▸ WORK TO COMPLETE
Run through the records and show each line that includes the string "above".

▸ THE RECORDS
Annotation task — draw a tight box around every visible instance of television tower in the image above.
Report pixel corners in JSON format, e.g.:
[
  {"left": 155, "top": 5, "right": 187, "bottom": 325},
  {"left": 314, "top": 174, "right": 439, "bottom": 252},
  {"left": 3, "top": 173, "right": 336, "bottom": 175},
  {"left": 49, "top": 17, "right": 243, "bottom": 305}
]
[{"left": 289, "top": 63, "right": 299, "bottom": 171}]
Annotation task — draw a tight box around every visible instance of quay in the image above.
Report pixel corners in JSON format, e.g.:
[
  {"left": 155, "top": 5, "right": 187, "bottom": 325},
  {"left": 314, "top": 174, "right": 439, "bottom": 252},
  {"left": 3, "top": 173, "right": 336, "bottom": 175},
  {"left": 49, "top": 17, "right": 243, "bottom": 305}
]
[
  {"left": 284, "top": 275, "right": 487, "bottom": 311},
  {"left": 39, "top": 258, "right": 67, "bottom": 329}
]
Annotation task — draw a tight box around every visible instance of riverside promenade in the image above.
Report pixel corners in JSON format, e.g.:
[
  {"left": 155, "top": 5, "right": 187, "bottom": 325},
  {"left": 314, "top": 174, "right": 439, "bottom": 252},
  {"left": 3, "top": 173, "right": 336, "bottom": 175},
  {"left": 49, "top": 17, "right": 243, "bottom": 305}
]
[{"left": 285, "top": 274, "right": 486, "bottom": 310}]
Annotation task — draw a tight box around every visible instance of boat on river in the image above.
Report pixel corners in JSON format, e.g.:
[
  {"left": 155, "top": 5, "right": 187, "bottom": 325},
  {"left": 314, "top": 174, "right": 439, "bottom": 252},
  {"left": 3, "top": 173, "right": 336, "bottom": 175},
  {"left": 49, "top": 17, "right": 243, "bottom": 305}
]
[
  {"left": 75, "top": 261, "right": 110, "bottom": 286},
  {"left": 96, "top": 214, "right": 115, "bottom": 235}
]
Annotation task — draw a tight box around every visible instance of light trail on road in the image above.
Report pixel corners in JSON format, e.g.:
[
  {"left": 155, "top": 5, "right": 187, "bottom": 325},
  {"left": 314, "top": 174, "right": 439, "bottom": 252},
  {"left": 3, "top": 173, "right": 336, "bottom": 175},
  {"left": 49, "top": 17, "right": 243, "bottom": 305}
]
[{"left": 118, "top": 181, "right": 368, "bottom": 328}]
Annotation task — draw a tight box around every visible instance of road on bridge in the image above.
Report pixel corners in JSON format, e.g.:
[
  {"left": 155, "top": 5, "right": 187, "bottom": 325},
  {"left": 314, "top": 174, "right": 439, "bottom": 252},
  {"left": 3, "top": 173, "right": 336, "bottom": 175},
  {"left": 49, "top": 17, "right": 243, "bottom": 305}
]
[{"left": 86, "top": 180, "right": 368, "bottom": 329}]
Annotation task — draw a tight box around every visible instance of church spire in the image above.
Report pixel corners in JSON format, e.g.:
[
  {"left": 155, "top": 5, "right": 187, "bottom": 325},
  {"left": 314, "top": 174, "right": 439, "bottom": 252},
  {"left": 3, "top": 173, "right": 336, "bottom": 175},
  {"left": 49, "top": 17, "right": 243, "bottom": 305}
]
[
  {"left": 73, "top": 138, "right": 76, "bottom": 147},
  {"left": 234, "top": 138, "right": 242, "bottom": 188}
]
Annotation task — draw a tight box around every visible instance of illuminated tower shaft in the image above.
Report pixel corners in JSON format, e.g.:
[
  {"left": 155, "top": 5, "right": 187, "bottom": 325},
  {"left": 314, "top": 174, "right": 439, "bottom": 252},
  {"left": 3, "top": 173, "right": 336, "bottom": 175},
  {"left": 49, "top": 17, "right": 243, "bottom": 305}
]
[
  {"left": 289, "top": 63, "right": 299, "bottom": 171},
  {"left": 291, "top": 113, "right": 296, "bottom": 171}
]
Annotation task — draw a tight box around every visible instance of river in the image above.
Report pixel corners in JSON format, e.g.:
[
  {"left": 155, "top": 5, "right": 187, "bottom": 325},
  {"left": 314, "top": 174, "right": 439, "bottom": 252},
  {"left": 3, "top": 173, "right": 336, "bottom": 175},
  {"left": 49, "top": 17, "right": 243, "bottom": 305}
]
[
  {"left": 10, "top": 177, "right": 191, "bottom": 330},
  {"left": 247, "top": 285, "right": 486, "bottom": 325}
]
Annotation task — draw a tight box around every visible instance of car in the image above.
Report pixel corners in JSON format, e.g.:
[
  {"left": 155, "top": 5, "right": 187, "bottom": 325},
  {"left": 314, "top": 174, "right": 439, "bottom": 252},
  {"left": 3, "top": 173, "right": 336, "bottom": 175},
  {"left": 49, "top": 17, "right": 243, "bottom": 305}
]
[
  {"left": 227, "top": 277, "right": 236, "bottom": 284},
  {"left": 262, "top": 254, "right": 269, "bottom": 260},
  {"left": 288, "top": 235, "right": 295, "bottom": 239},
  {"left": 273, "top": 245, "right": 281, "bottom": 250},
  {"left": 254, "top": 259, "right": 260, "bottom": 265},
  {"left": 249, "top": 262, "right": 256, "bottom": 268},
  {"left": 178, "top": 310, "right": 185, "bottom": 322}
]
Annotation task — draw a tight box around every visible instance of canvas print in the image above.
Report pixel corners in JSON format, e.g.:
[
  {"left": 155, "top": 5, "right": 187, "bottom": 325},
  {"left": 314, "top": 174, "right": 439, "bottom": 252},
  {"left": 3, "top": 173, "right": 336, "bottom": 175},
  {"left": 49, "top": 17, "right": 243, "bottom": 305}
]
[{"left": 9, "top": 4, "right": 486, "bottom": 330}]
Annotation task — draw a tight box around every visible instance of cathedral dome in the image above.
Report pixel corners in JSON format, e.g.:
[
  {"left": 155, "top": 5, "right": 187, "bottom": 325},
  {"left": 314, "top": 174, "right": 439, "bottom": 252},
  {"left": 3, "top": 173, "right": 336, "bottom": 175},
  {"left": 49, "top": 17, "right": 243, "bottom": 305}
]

▸ WRITTEN SOLUTION
Annotation task — draw a tight box around every visible instance of television tower in the image above.
Annotation task — draw a tight box around every visible instance of quay in the image above.
Annotation task — draw a tight box around every visible instance of riverside promenade in the image above.
Annotation task — draw a tight box around every visible instance of boat on river in the image above.
Annotation task — draw a tight box around every visible instance of light trail on road in the image above.
Annotation task — draw a tight box around every visible instance of road on bridge in the image above.
Annotation task — draw a tight box around every visible instance of church spire in the image above.
Annotation task — draw a tight box around every visible instance of illuminated tower shaft in the image above.
Annotation task — draw a tight box around every visible instance of river in the image above.
Annotation task — draw a tight box around every visible instance of car in the image above.
Annotation task — draw a tight box around every visible instance of canvas print in the image above.
Annotation task — draw a tight box around every visible instance of cathedral dome in the image above.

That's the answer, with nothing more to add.